[Dataset excerpts on object pointing]
━━━━━━

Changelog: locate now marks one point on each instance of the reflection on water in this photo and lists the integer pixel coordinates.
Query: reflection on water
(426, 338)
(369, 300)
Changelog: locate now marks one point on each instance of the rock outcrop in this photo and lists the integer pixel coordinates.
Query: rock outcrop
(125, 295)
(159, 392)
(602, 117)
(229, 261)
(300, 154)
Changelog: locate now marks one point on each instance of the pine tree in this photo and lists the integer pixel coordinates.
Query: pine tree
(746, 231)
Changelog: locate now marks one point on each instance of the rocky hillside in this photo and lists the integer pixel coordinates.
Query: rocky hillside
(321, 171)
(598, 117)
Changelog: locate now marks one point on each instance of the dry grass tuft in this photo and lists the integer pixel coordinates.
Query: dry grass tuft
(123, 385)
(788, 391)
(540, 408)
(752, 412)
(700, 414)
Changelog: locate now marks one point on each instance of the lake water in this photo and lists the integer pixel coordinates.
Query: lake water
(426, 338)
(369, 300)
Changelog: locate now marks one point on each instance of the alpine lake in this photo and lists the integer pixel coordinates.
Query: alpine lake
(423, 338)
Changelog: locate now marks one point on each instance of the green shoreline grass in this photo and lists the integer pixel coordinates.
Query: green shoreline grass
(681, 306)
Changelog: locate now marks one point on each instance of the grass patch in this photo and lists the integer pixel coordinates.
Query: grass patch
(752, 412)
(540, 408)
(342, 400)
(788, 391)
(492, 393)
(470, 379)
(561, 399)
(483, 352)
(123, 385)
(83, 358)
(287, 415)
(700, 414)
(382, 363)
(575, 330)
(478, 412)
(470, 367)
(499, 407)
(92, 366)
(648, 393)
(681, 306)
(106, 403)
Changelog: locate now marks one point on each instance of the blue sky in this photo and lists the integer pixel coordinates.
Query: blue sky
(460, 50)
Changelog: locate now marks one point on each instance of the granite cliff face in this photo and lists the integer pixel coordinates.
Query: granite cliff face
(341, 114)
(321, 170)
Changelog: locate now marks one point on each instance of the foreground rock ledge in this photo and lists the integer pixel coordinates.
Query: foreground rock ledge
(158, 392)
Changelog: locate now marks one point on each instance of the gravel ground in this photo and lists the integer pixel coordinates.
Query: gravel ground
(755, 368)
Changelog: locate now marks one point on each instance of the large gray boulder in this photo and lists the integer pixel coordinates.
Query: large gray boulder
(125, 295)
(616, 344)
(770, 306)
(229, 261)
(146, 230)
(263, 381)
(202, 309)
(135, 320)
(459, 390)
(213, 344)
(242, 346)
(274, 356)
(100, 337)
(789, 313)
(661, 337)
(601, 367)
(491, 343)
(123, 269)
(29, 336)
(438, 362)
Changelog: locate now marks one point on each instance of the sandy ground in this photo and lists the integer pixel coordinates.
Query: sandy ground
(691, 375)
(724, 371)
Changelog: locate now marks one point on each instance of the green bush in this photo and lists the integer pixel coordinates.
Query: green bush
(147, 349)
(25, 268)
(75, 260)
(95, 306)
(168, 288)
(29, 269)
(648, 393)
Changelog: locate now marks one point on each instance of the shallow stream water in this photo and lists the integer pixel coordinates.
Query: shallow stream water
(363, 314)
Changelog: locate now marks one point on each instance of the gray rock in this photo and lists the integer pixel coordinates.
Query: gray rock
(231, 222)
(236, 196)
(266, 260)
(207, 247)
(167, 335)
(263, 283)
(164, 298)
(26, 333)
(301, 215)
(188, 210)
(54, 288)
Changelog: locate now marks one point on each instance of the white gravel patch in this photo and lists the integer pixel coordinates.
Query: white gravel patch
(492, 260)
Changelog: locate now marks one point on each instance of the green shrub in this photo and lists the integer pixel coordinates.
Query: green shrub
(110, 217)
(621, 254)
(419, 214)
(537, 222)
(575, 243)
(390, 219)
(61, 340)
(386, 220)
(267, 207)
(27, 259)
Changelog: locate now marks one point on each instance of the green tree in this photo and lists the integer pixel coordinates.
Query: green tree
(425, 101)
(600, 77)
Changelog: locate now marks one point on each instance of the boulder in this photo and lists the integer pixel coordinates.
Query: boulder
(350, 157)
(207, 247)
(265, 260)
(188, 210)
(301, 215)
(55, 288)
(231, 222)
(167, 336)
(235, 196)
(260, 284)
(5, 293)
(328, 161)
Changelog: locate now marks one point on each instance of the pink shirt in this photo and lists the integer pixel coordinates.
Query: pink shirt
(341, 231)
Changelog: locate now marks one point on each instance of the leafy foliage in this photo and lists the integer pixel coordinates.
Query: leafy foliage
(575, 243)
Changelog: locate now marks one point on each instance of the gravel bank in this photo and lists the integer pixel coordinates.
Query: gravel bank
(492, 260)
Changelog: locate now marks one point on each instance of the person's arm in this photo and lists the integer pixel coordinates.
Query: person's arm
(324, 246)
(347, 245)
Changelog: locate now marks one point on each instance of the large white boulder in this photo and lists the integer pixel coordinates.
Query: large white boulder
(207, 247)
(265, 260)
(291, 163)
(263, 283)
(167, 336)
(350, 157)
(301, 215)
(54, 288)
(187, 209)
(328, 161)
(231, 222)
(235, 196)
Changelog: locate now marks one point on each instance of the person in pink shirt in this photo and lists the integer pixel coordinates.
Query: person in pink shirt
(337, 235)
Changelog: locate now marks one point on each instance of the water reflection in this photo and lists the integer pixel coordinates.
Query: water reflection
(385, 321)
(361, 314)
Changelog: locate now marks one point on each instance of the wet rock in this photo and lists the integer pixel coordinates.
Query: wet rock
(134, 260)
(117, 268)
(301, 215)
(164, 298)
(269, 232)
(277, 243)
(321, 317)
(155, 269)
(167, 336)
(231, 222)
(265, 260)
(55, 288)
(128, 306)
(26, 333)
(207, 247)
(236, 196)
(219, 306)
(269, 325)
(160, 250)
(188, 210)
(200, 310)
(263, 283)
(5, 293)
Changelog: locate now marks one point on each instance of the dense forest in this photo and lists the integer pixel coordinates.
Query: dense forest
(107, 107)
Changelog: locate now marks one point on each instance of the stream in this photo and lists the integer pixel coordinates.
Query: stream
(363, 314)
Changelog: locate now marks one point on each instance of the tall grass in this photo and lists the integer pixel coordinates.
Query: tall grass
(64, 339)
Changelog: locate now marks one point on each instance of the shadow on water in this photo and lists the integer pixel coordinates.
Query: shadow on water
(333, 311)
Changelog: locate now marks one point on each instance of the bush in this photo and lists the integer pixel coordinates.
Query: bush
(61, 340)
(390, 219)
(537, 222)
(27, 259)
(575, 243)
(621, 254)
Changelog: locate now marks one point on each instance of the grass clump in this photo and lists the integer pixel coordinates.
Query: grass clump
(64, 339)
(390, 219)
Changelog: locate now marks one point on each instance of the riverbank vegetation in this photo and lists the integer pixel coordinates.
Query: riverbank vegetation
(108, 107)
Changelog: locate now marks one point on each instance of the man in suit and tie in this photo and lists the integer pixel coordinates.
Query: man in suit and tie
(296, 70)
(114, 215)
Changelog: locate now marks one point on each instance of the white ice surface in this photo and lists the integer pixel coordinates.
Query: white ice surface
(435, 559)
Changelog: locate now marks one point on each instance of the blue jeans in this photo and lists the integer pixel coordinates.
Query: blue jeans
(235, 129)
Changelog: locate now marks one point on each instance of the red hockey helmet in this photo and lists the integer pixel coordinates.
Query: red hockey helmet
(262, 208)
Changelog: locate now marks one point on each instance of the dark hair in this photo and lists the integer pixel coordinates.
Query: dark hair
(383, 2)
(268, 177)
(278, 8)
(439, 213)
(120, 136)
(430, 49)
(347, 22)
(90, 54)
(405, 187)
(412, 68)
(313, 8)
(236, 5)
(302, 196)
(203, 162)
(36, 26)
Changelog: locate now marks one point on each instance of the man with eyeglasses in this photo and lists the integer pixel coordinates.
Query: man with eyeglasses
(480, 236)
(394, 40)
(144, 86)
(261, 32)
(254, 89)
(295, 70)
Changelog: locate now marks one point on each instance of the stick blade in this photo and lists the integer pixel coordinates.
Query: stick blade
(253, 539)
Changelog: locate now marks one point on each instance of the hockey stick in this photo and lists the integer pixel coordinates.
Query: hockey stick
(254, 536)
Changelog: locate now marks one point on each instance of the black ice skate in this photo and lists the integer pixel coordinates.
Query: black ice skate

━━━━━━

### Problem requirements
Change "hockey stick" to "goalie stick" in the lines of the material running from the line that contains "of the stick" through the end of the material, and reproduce only those lines with everything else left the same.

### Written response
Changelog: locate now marks one point on each instance of the stick blade in this photo and lists the integer pixel coordinates.
Query: stick blade
(253, 539)
Changelog: locate now marks one point on each instance of the goalie stick in this photo and lists the integer pixel coordinates.
Query: goalie stick
(254, 536)
Changelog: locate now marks one point on each instance of the black ice skate in this photo and lists the integer pixel coordinates.
Query: black ice skate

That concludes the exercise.